--- START OF Data records ---
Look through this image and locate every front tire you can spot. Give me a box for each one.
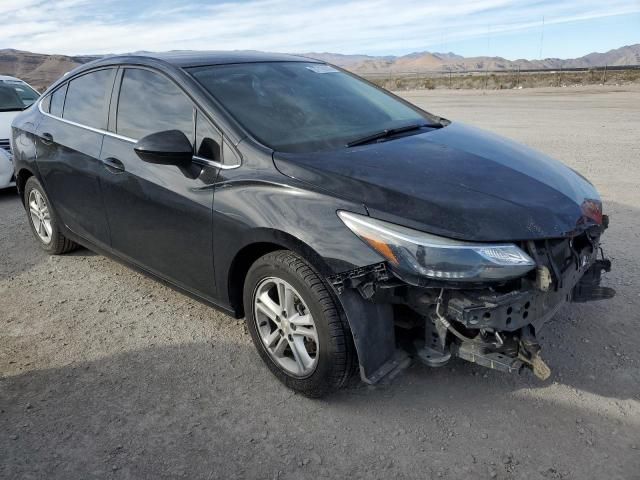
[24,177,78,255]
[244,250,357,397]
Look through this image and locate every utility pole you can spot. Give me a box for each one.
[538,15,544,60]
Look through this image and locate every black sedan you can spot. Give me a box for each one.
[12,52,614,396]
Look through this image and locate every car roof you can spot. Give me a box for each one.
[93,50,321,68]
[0,75,26,83]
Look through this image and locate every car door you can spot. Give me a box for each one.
[36,68,116,246]
[101,67,221,299]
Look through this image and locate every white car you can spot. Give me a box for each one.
[0,75,40,188]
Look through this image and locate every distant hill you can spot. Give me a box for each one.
[0,44,640,91]
[305,44,640,73]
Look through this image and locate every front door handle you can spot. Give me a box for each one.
[39,132,53,145]
[102,157,124,173]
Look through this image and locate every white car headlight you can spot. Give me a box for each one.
[338,210,536,282]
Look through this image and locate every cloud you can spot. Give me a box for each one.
[0,0,640,54]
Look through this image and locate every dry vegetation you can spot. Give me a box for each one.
[363,69,640,90]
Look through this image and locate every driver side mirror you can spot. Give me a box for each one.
[133,130,193,168]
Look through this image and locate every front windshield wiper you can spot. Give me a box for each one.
[347,123,442,147]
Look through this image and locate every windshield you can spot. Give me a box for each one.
[0,80,40,112]
[188,62,437,152]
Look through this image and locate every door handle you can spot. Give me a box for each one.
[39,132,53,145]
[102,157,124,173]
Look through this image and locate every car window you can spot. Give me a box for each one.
[49,84,67,117]
[196,112,222,163]
[40,95,51,113]
[116,68,194,143]
[4,80,40,108]
[62,68,115,129]
[222,140,240,165]
[187,62,436,152]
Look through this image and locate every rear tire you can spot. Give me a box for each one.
[24,177,78,255]
[243,250,357,397]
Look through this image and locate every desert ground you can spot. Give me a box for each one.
[0,86,640,480]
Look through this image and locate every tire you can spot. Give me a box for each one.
[243,250,357,398]
[23,177,78,255]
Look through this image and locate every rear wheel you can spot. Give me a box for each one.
[24,177,78,255]
[244,250,357,397]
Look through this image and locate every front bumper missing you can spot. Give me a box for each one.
[329,228,615,383]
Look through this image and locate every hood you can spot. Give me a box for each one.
[274,123,602,241]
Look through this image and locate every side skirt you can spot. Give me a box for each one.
[63,226,242,319]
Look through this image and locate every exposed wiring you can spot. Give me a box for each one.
[436,288,495,347]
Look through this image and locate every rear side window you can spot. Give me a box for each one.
[49,84,67,117]
[116,68,194,143]
[40,95,51,113]
[63,68,115,129]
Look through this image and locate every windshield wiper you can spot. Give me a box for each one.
[347,123,442,147]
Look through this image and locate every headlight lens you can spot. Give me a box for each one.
[338,210,536,282]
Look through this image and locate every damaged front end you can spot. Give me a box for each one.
[329,212,615,383]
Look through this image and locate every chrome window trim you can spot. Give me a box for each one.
[38,94,241,170]
[193,155,240,170]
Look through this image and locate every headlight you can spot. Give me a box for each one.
[338,211,536,282]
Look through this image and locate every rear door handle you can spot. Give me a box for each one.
[102,157,124,173]
[40,132,53,145]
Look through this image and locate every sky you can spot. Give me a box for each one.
[0,0,640,60]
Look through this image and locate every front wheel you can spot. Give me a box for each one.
[24,177,78,255]
[244,250,357,397]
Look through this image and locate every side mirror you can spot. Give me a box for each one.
[133,130,193,167]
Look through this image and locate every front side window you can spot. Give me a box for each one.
[62,68,115,129]
[187,62,436,152]
[116,68,193,143]
[0,80,40,112]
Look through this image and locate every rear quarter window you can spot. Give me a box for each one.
[62,68,115,129]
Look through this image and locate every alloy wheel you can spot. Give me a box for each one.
[253,277,319,378]
[29,189,53,244]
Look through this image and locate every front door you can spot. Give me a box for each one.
[101,68,218,299]
[36,68,115,246]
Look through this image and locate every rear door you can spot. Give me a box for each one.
[101,67,221,298]
[36,68,116,246]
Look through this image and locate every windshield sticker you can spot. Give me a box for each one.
[307,65,339,73]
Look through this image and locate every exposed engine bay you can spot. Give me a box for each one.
[330,216,615,383]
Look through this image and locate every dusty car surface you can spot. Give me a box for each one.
[0,75,40,189]
[7,52,614,396]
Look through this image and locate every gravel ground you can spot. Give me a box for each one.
[0,87,640,479]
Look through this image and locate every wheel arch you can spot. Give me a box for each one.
[16,167,35,204]
[227,229,331,318]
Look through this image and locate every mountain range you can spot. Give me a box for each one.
[0,44,640,90]
[306,44,640,73]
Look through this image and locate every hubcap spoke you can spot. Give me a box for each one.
[258,292,282,321]
[289,339,313,373]
[293,327,318,342]
[289,313,313,327]
[263,330,282,348]
[273,337,287,358]
[28,190,53,244]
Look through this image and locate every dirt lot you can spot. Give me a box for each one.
[0,87,640,479]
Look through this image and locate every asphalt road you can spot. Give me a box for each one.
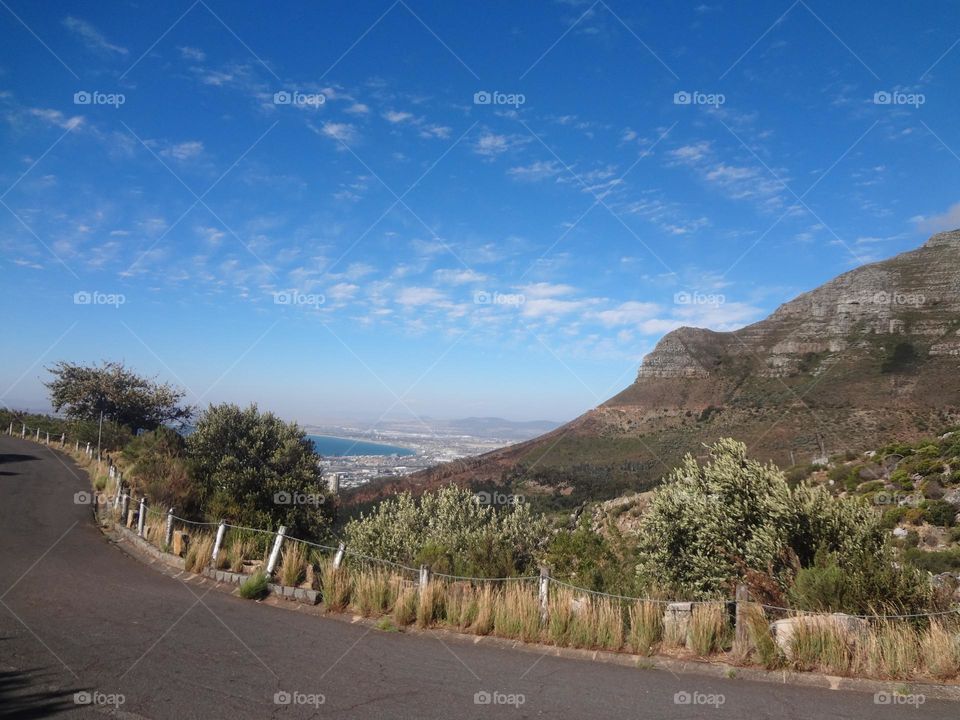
[0,437,960,720]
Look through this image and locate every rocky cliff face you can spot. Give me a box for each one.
[356,230,960,506]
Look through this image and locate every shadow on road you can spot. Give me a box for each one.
[0,668,79,718]
[0,453,40,465]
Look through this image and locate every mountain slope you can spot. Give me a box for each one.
[348,230,960,506]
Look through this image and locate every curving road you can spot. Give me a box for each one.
[0,437,958,720]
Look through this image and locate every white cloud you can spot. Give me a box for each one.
[177,46,207,62]
[433,269,487,285]
[507,160,561,182]
[63,16,129,55]
[913,202,960,233]
[397,287,447,307]
[160,140,203,161]
[319,123,357,144]
[383,110,413,125]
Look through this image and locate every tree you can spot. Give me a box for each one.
[187,403,333,540]
[344,485,546,577]
[637,439,904,604]
[45,361,193,431]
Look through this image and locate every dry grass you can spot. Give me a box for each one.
[183,532,214,573]
[493,582,540,642]
[417,580,447,627]
[746,604,783,670]
[444,582,479,630]
[860,620,920,678]
[790,617,859,675]
[393,577,417,627]
[226,538,256,572]
[470,584,499,635]
[920,620,960,680]
[277,541,307,587]
[687,603,731,657]
[322,560,353,612]
[629,600,663,655]
[351,569,397,617]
--- END OF Data records ---
Please reproduce all of the records above word for word, leaving the pictures out.

Look through this image and locate every front tire you can spot. Give me a box for each one.
[24,177,78,255]
[244,250,357,397]
Look through this image and locate every utility pole you can spot. Give me a box for each one.
[538,15,544,60]
Look through this image and locate every black sedan you can spot. Give me a box for each one.
[12,52,614,396]
Look through this image and locate every car roof you can spot. Give me a box for each one.
[93,50,321,68]
[0,75,26,83]
Look through this image and locate every car door you can spot. Give me a box for each one.
[36,68,116,246]
[101,67,221,299]
Look through this image and locate every white car you can spot. Give me a box for each one.
[0,75,40,188]
Look through this image and locate every distant hill you can spot. Give me a box for each one.
[0,44,640,91]
[305,44,640,73]
Look through this image and locate every front door handle you can spot. Give me a box for each one.
[39,132,53,145]
[102,157,124,173]
Look through this image and locate every white car headlight you can spot. Give me a box for each one.
[338,210,536,282]
Look through this image and locate every cloud you can spot. Give me a box for each one.
[0,0,640,54]
Look through this image and locate every dry vegetation you can spot. Give me a box for each one.
[363,69,640,90]
Look through this image and locate every driver side mirror you can spot. Give me a box for each one.
[133,130,193,168]
Look through this image and locate every front windshield wiper you can spot. Give me a box for each one.
[347,123,442,147]
Look through this image and locate every windshield you can spot. Give me a box for each one.
[0,80,40,112]
[188,62,437,152]
Look through this image and locate every door handle you can spot. Give me a box for each one.
[39,132,53,145]
[102,157,124,173]
Look through this image and locate every car window you can spot. Give me a box for each one.
[49,84,67,117]
[196,112,222,163]
[40,95,51,113]
[116,68,194,143]
[4,80,40,108]
[62,68,115,129]
[222,140,240,165]
[187,62,436,152]
Look through this image and locate every rear tire you can spot. Give me a box for each one.
[24,177,78,255]
[243,250,357,397]
Look through this image and locate every desert ground you can spot. Give me a box for each one.
[0,86,640,480]
Look through this image and locate every tire you can spot. Give me a box for each one.
[243,250,357,398]
[23,177,78,255]
Look through this image and locate every rear wheel you can spot. Give me a box for each one.
[24,177,78,255]
[244,250,357,397]
Look through this image and locate every front bumper missing you can spot. Give me a box for each one.
[329,228,615,383]
Look through this image and locate every hood you can spot. Give me a box for each one.
[274,123,602,241]
Look through this image and locate every side skirt you can spot. Give me a box for each one.
[63,226,242,319]
Look through this image and locate every exposed wiring you can spot. Give me a box for each one.
[436,288,495,347]
Look through this image and locate every rear side window you can spot. Give me a box for each one.
[49,84,67,117]
[116,68,194,143]
[40,95,51,113]
[63,68,115,129]
Look through this image and locate every windshield wiper you can spot. Give me a box for each one.
[347,123,442,147]
Look through this image and locate every headlight lens you can spot. Give me a box for each one.
[338,210,536,282]
Look through this image and locate every damaged front end you can spot. Give me a box for each one.
[329,212,615,383]
Look through this image and locate every chrome window trim you can spot. Give me a box for each one.
[38,94,241,170]
[193,155,240,170]
Look through this image and locate every headlight you can spot. Give me a box for each one.
[338,211,536,282]
Look through this image and locate every rear door handle you can spot. Give me a box for each one.
[102,157,124,173]
[40,132,53,145]
Look through this image and locate every sky you can spot. Give me a box for each one.
[0,0,640,60]
Look through this image and locate every front wheel you can spot. Give me a box for each one.
[24,177,78,255]
[244,250,357,397]
Look through this image and locate every side mirror you can spot. Give me a box for each one.
[133,130,193,167]
Look through this image and locate every front side window you can spot. Give me a box for each one.
[62,68,115,129]
[187,62,436,152]
[116,68,193,143]
[0,80,40,112]
Look through this image and locate every rear quarter window you can spot. Give me a box for each one.
[62,68,115,129]
Look through this image and locate every alloy wheel you can spot. Give me a box for each one.
[253,277,319,378]
[29,189,53,244]
Look through this image and locate every front door you can spot. Give me a box for each one.
[101,68,218,299]
[36,68,115,246]
Look through this image and locate every rear door you can spot. Give me a box for each one.
[101,67,221,298]
[36,68,116,246]
Look through this image and locate every windshield sticker you can spot. Give me a box for each one.
[307,65,339,73]
Look through this image and locate every exposed engine bay you can spot. Give me a box for each one.
[330,216,615,383]
Look through this image and locate every dusty car surface you can spot. Give me a box for each one.
[0,75,40,189]
[7,52,614,396]
Look through this image and locate every gravel ground you can spot. Give me a box for each one.
[0,87,640,479]
Look through this image and locate every wheel arch you can spot. Give me a box for each one.
[16,167,35,204]
[227,229,331,318]
Look through this image and locate every mountain range you can spot. Give me a box for each one.
[0,44,640,90]
[306,44,640,73]
Look through this image and locate every hubcap spoke you can spot. Give me a box for each one.
[258,292,282,321]
[289,339,313,373]
[293,327,318,342]
[289,313,313,327]
[263,330,282,348]
[273,337,287,358]
[28,190,53,244]
Look through this image and locate every dirt lot you can spot. Give me a box for each one.
[0,87,640,479]
Look through this image and locate every asphalt road you can spot. Give me a box for each one.
[0,437,960,720]
Look through this image and locate every rocky cliff face you can spot. Give me a box for each one.
[356,230,960,506]
Look through this image and locate every shadow on road you can spot. Give me a box for each one.
[0,668,79,718]
[0,453,40,465]
Look through this image and locate every mountain slope you can spot. Give me a box for each one.
[348,230,960,506]
Look through this image and locate every curving road you can spot. Give me a box for each one.
[0,437,958,720]
Look through this image and locate every white cloud you can spot. Give me a box for each one.
[177,46,207,62]
[433,269,487,285]
[507,160,561,182]
[63,16,129,55]
[913,202,960,233]
[397,287,447,307]
[160,140,203,161]
[319,123,357,144]
[383,110,413,125]
Look through this image and locate every tree you can spot. Give me a box for each one.
[187,403,333,540]
[344,485,546,577]
[637,439,904,604]
[45,361,193,431]
Look through this image and locate every dry grass you can spot. Give me a box for each one.
[183,532,214,573]
[493,582,540,642]
[417,580,447,627]
[746,604,783,670]
[444,582,479,630]
[860,620,920,678]
[790,617,859,675]
[393,577,417,627]
[226,538,256,572]
[470,584,499,635]
[920,620,960,680]
[277,541,307,587]
[687,603,731,657]
[322,560,353,612]
[629,600,663,655]
[351,569,397,617]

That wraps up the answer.